TEXT PROVIDED:
- - - - - - -

Traffic stops case study

We’re going to take what we’ve learned so far and do some spatial analysis of traffic stops.

Goal: We’ll figure out which town and census tract each stop occurred in and then pull in demographic data from the Census to determine what types of neighborhoods police tend to pull people over more often.

You could conduct this analysis using software like ArcGIS or QGIS, but we’re going to be doing it all in R.

It is better to stay in a single environment from data importing, to analysis, to exporting visualizations because the produced scripts make it easier for others (including your future self) to replicate and verify your work in the future.

Start with the data. It’s raw traffic stops between 2013 and 2014. It includes race, reasons for the stop, and many other factors. The state of Connecticut collects this information from all police departments but only a handful of them included location-specific information. Researchers at Central Connecticut State University’s Center for Municipal and Regional Policy geolocated as many as possible, focusing on eight departments that showed signs of racial profiling.

About 34,000 stops were geolocated.

We’re looking specifically at Hamden for this case study— so about 5,500 stops. We’ll revisit the other towns later.

Let’s load the packages and data we’ll need.

# if you don't have any of these packages installed yet, uncomment and run the lines below
#install.packages("tidycensus", "ggplot2", "dplyr", "sf", "readr")

- - - - - - -

LISTED RECORDS:
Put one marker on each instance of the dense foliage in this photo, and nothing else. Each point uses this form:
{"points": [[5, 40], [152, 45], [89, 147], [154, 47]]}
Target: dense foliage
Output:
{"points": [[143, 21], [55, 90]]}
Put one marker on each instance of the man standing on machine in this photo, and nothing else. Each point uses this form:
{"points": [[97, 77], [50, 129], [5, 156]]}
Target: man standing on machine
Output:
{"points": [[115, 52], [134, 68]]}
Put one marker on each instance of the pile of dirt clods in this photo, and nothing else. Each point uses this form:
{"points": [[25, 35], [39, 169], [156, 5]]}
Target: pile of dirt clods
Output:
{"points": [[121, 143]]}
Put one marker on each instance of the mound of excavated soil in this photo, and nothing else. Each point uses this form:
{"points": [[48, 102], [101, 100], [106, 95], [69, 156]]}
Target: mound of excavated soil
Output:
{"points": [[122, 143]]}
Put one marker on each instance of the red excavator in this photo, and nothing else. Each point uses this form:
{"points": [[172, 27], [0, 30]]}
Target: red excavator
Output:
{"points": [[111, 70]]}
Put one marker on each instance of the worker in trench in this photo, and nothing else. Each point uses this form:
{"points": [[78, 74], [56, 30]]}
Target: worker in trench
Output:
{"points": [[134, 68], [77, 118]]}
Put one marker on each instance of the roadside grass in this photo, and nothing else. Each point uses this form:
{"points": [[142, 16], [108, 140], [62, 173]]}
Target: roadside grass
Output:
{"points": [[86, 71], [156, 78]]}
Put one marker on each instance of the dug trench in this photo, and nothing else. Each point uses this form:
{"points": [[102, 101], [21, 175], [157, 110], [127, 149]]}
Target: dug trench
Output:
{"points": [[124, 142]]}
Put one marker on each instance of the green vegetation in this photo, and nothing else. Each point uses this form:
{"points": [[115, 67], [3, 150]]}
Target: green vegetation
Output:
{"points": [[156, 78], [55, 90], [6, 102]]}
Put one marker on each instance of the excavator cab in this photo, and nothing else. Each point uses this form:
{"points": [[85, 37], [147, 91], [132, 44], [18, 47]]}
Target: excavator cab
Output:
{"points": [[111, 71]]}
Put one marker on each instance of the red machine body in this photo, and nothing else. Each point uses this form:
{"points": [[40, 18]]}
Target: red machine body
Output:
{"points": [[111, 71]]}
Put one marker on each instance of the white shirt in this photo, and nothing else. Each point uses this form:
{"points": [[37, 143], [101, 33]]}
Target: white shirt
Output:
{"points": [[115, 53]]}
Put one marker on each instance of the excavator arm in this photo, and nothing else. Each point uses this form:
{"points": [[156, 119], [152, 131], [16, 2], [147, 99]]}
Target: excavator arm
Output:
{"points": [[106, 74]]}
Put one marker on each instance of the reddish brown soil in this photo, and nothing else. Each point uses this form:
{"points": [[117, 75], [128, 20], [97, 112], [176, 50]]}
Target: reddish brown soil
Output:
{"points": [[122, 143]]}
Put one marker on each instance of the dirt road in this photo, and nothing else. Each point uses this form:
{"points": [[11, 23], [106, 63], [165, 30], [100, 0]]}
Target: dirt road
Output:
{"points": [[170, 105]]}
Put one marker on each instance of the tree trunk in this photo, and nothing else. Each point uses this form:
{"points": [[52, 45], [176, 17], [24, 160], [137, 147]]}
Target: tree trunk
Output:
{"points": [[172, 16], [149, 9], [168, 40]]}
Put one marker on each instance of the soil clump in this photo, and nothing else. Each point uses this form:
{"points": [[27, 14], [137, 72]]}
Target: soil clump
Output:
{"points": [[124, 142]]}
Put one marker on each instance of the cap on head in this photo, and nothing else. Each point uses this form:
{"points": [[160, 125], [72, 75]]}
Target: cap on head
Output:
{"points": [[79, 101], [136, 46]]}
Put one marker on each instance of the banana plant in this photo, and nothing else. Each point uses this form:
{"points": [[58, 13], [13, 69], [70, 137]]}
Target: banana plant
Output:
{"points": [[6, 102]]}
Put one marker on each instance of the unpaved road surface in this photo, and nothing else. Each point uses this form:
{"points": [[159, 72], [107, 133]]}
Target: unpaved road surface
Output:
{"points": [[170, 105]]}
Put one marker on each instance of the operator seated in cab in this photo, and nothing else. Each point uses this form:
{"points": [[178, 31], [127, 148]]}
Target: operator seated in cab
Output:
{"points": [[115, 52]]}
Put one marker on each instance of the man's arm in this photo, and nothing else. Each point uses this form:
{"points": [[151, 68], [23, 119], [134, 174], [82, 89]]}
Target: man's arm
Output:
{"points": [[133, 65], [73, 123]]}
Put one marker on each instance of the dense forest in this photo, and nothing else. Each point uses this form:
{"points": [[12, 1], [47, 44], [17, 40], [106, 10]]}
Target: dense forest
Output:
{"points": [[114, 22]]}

- - - - - - -

TASKS TO CARRY OUT:
[1] Say whether each statement agrees with the traffic stops case study: (a) the analysis is carried out in QGIS; (b) about 34,000 stops were geolocated; (c) the data covers traffic stops from 2015. For each, answer yes or no and quote the words of the text that decide it.
[2] Write out the stretch of the listing from the line that contains "Put one marker on each instance of the banana" through the end of the listing, with both ends included.
The traffic stops case study and the listing come from unrelated sources.

CORRECT ANSWERS:
[1]
(a) No: "we’re going to be doing it all in R."
(b) Yes: "About 34,000 stops were geolocated."
(c) No: "It’s raw traffic stops between 2013 and 2014."

[2]
Put one marker on each instance of the banana plant in this photo, and nothing else. Each point uses this form:
{"points": [[58, 13], [13, 69], [70, 137]]}
Target: banana plant
Output:
{"points": [[6, 102]]}
Put one marker on each instance of the unpaved road surface in this photo, and nothing else. Each point uses this form:
{"points": [[159, 72], [107, 133]]}
Target: unpaved road surface
Output:
{"points": [[170, 105]]}
Put one marker on each instance of the operator seated in cab in this photo, and nothing else. Each point uses this form:
{"points": [[178, 31], [127, 148]]}
Target: operator seated in cab
Output:
{"points": [[115, 52]]}
Put one marker on each instance of the man's arm in this photo, and nothing else. Each point uses this form:
{"points": [[151, 68], [23, 119], [134, 174], [82, 89]]}
Target: man's arm
Output:
{"points": [[133, 65], [73, 123]]}
Put one marker on each instance of the dense forest in this photo, and nothing else. Each point uses this form:
{"points": [[12, 1], [47, 44], [17, 40], [106, 10]]}
Target: dense forest
Output:
{"points": [[114, 22]]}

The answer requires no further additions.